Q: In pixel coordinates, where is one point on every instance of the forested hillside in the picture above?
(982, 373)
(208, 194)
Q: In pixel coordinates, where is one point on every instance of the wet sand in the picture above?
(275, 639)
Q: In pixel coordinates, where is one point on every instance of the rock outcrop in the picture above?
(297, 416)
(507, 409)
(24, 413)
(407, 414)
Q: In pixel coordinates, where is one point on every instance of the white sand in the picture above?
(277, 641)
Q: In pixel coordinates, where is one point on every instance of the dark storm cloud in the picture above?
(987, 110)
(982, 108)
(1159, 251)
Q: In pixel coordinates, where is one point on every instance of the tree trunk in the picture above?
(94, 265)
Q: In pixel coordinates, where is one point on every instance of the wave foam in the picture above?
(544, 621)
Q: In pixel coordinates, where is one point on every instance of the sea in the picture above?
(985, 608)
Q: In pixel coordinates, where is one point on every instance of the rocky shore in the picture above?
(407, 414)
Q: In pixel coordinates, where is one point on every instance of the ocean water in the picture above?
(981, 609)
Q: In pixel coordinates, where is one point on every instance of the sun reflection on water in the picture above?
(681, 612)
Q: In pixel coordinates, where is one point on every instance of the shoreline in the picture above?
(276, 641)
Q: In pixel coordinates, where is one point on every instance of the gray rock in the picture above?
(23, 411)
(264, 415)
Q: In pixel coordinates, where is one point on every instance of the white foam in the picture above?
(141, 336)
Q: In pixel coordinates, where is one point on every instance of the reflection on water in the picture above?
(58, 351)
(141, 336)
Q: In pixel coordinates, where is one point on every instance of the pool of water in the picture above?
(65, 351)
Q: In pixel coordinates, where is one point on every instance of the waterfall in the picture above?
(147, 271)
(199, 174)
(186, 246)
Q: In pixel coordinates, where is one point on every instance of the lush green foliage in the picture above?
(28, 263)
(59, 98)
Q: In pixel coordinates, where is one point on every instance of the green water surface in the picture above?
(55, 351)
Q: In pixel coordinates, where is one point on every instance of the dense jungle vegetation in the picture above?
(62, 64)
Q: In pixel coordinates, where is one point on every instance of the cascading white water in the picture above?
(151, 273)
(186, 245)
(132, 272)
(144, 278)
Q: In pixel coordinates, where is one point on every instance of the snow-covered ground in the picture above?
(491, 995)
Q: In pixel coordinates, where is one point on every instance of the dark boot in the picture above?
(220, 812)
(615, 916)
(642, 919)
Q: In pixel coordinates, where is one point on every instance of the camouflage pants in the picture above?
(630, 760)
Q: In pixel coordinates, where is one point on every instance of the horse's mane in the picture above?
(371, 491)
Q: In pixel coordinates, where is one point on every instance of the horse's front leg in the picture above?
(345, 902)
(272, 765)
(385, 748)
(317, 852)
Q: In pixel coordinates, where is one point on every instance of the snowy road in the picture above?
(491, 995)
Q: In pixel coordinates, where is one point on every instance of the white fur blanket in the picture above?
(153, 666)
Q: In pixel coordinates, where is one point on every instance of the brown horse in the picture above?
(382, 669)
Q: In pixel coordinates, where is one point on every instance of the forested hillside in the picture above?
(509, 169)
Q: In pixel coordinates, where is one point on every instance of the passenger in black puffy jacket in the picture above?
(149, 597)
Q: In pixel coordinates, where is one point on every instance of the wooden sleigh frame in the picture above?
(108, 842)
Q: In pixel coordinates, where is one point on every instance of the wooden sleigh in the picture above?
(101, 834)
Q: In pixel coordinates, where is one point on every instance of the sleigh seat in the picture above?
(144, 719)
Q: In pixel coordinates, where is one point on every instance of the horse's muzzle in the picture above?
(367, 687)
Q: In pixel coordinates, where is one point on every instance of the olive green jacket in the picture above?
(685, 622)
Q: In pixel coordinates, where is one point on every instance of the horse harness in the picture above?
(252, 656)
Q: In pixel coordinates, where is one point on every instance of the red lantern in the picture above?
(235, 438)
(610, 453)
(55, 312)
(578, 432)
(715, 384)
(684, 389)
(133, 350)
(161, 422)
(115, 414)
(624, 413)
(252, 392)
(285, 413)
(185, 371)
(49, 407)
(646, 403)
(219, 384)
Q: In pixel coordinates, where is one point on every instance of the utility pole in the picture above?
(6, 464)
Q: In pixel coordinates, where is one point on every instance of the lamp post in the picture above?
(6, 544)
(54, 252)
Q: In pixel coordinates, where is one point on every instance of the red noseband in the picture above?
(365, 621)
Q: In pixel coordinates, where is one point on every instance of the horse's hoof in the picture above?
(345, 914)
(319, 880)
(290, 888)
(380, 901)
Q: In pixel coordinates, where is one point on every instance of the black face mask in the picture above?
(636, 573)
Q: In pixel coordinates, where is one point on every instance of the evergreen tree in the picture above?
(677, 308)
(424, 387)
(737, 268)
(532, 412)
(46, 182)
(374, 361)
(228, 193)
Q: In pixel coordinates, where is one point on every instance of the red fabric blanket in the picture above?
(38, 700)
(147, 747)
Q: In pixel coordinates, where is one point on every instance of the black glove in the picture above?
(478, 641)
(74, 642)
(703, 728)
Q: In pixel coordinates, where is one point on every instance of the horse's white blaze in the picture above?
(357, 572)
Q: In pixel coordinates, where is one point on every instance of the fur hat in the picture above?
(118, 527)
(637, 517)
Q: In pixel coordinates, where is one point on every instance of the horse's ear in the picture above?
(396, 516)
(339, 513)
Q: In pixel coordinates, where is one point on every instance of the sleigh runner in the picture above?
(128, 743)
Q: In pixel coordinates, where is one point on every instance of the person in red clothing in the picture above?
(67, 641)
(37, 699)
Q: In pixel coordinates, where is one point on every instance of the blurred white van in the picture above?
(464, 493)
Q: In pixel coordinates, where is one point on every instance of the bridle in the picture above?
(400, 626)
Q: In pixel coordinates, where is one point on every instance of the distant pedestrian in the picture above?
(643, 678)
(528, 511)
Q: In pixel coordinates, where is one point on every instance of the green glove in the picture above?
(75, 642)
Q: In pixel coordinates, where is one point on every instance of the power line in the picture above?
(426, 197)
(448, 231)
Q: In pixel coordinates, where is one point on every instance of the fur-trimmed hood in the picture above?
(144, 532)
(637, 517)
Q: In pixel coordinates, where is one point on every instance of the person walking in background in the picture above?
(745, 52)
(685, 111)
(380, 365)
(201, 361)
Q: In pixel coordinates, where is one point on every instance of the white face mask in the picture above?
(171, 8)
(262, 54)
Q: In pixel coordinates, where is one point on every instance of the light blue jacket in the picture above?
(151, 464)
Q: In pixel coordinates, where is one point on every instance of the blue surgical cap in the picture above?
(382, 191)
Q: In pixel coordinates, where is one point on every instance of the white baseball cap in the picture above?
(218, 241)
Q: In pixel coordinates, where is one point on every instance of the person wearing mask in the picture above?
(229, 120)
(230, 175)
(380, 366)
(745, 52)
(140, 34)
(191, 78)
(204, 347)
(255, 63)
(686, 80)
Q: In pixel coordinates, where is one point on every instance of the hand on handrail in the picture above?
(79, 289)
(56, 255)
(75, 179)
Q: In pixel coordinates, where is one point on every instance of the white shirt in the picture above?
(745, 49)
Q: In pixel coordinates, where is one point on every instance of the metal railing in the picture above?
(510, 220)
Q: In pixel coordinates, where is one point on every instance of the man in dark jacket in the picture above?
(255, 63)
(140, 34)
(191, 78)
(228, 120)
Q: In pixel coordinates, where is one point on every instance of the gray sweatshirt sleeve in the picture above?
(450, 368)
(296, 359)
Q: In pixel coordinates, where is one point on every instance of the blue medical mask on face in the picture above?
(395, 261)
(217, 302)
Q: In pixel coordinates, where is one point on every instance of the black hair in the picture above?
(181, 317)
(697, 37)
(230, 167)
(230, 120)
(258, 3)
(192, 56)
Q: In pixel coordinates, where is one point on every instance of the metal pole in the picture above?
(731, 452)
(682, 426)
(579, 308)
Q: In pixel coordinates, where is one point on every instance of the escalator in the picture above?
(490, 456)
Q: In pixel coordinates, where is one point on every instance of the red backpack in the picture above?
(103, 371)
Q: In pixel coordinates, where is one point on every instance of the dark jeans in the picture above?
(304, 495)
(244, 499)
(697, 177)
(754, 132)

====

WRITTEN PROBLEM
Number the lines from the one containing "jeans in the picture above?" through the last line of the items, and skip any blank lines.

EXERCISE RESULT
1. Q: In pixel coordinates, where is one point on every instance of the dark jeans in the picture above?
2. (304, 495)
3. (244, 499)
4. (697, 177)
5. (754, 132)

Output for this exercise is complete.